DOCUMENT SECTION: Begin
About Citation title: "Phylogenetic analyses of Nematoctonus and Hohenbuehelia (Pleurotaceae)".
About This study was previously identified under the legacy study ID S1839 (Status: Published).

Citation

Koziak A., Cheng K., & Thorn R. 2007. Phylogenetic analyses of Nematoctonus and Hohenbuehelia (Pleurotaceae). Canadian Journal of Botany, 85.

Authors

  • Koziak A.
  • Cheng K.
  • Thorn R.

Abstract

Hohenbuehelia (Agaricales, Pleurotaceae) and Nematoctonus (Hyphomycetes) are the names for the sexual and asexual stages of a genus of nematode-destroying fungi (Basidiomycota). We obtained partial sequences of nuclear ribosomal DNA, including the internal transcribed spacer region and the 5' end of the large subunit, of 37 isolates of Hohenbuehelia and Nematoctonus representing 13 of the 16 described species in Nematoctonus. Phylogenetic analyses support HohenbueheliaNematoctonus as a monophyletic clade of the Pleurotaceae, within which the species were placed in five main subclades. Exclusively predatory species (Nematoctonus brevisporus Thorn & G.L. Barron, Nematoctonus campylosporus Drechsler, Nematoctonus robustus F.R. Jones, and Nematoctonus sp. UAMH 5317) appear to be basal. In these species, adhesive knobs to capture prey are produced on their hyphae, but not on their conidia. A single mycelial individual may feed on many nematodes. From these have arisen both exclusively parasitoid species (Nematoctonus cylindrosporus Thorn & G.L. Barron, Nematoctonus leiosporus Drechsler, Nematoctonus leptosporus Drechsler, Nematoctonus pachysporus Drechsler, and Nematoctonus tylosporus Drechsler) and species that we call intermediate predators (Nematoctonus angustatus Thorn & G.L. Barron, Nematoctonus concurrens Drechsler, Nematoctonus geogenius Thorn & G.L. Barron, Nematoctonus hamatus Thorn & G.L. Barron, and Nematoctonus subreniformis Thorn & G.L. Barron). Exclusively parasitoid species have conidia that germinate to form sticky knobs that attach to passing nematodes, but lack adhesive knobs on the hyphae. Each mycelial individual feeds on only one nematode. Intermediate predators have adhesive knobs both on hyphae and on germinated conidia and can act in both predatory and parasitoid modes. Most morphospecies are resolved as monophyletic, but sequences of additional gene regions are required to clarify species limits within the N. angustatus  N. geogenius group.
DOCUMENT SECTION: End
ENTRIES SUPPLIED: Begin
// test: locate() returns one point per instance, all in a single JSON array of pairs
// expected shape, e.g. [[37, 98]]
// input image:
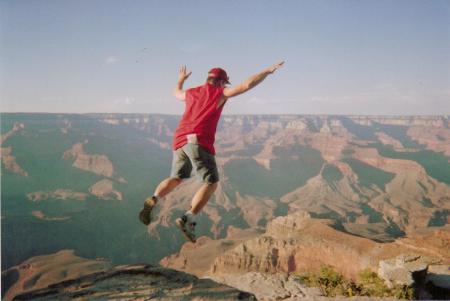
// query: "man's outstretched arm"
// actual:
[[251, 82], [178, 92]]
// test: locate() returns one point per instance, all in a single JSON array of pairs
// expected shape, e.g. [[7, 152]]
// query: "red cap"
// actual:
[[218, 73]]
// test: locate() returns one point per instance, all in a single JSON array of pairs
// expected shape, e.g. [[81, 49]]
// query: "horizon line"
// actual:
[[231, 114]]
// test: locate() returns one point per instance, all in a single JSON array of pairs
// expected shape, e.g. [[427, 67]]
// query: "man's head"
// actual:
[[217, 77]]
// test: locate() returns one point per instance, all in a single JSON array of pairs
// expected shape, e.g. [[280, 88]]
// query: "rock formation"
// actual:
[[98, 164], [104, 190]]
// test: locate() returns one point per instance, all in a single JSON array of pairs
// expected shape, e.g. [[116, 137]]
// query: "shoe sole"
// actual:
ENTRIES SUPPLIED: End
### WORK INSTRUCTIONS
• 1. Repeat word for word the part of the Nematoctonus study page starting with "About This study" and going on through "of Botany, 85.".
• 2. For each statement, say yes or no according to the Nematoctonus study page, and quote the words that decide it: (a) Exclusively parasitoid species lack adhesive knobs on their hyphae. (b) The researchers sequenced 16 isolates. (c) In exclusively predatory species, each mycelial individual feeds on only one nematode.
Rely only on the Nematoctonus study page, not on the material.

### SOLUTIONS TO EACH TASK
• 1.
About This study was previously identified under the legacy study ID S1839 (Status: Published).

Citation

Koziak A., Cheng K., & Thorn R. 2007. Phylogenetic analyses of Nematoctonus and Hohenbuehelia (Pleurotaceae). Canadian Journal of Botany, 85.

• 2.
(a) Yes: "but lack adhesive knobs on the hyphae."
(b) No: "of 37 isolates of Hohenbuehelia and Nematoctonus"
(c) No: "A single mycelial individual may feed on many nematodes."